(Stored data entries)

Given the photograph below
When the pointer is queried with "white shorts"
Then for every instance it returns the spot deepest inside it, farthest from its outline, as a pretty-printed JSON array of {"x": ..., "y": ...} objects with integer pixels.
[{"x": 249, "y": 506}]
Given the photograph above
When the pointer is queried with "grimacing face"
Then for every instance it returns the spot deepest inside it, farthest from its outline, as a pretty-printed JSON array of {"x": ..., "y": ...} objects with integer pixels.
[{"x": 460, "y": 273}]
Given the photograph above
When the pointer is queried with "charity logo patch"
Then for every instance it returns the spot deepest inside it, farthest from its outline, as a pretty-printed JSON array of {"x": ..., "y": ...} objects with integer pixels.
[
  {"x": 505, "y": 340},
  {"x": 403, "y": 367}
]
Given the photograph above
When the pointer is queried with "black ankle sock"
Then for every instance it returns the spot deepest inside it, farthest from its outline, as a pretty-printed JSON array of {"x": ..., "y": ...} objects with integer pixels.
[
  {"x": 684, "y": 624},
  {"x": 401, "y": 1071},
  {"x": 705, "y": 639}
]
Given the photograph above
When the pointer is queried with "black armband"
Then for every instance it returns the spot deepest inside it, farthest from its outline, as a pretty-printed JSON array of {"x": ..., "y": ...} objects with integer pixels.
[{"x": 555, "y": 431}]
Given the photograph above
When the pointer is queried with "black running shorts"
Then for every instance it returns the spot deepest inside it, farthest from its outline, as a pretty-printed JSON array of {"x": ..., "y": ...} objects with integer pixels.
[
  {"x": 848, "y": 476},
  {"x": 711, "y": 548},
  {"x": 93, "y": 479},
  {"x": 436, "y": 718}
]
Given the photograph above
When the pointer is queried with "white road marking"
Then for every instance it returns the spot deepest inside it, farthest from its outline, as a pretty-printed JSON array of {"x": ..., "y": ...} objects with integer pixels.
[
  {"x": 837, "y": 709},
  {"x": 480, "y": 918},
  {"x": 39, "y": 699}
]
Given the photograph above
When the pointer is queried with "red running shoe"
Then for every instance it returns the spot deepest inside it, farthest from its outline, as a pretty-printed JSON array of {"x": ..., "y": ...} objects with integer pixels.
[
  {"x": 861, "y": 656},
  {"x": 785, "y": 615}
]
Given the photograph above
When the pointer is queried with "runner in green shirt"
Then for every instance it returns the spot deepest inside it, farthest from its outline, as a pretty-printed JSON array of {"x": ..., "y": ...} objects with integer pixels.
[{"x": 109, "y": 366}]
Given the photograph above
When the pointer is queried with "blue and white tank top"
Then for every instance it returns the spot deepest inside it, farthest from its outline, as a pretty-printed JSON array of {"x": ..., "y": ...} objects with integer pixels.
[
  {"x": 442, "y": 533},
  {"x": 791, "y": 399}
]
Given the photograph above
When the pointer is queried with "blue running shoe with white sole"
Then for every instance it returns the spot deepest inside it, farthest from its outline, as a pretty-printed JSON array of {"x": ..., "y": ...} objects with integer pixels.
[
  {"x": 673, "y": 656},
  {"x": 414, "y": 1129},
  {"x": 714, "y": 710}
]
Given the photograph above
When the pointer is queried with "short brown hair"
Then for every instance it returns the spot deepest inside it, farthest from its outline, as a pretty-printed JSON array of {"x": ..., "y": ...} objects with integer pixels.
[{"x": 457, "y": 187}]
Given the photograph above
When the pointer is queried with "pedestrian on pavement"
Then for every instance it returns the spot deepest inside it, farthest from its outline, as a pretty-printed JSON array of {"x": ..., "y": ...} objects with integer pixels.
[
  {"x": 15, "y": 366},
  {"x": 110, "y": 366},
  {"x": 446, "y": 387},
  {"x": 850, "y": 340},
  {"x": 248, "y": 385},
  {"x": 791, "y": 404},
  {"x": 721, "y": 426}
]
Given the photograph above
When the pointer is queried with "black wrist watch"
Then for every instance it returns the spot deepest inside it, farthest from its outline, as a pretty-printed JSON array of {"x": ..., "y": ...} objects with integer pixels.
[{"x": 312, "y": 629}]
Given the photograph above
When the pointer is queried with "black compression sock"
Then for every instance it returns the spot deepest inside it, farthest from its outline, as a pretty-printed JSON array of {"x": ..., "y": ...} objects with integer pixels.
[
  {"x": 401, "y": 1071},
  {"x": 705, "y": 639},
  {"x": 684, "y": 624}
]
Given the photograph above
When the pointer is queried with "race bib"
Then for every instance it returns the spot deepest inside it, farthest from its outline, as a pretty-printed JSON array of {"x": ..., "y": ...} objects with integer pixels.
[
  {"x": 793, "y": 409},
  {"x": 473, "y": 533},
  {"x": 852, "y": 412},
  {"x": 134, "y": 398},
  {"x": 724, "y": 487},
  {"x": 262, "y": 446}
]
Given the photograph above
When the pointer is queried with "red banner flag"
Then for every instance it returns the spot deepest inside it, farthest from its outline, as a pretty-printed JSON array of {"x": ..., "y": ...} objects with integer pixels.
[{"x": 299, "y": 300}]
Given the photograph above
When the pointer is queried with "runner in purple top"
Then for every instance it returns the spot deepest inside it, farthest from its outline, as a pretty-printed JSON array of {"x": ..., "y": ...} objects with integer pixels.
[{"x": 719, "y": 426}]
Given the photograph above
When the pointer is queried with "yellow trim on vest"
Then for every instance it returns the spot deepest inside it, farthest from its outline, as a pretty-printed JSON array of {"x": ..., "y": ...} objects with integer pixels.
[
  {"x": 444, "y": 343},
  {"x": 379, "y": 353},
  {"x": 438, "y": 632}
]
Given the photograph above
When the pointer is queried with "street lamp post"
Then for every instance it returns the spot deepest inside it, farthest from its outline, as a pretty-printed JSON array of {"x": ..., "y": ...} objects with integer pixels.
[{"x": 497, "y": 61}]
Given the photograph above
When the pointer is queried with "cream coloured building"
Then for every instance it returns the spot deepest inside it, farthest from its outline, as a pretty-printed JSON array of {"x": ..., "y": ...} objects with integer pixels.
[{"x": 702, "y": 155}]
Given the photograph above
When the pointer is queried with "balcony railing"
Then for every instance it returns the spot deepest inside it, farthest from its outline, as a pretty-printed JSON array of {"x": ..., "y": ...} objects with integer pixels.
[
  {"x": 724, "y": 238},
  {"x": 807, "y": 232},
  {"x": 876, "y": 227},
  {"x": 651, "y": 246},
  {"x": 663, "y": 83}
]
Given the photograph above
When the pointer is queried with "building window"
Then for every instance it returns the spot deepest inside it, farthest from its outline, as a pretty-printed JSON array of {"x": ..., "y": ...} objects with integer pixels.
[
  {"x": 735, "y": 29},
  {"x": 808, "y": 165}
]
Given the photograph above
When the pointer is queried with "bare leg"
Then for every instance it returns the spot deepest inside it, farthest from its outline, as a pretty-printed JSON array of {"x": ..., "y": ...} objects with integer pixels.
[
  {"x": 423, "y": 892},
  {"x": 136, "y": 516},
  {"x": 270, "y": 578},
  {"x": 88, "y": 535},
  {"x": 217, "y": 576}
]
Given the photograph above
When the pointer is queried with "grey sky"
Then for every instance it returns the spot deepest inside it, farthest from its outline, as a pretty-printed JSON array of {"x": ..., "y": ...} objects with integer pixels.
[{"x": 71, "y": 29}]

** REQUIREMENT **
Among the lines above, find those that contain the word "runner" and copy them.

** ANSWER FOR THIS EXERCISE **
When the pointer is queried with "runner in green shirt"
When the pointer is queried with "runner in purple top"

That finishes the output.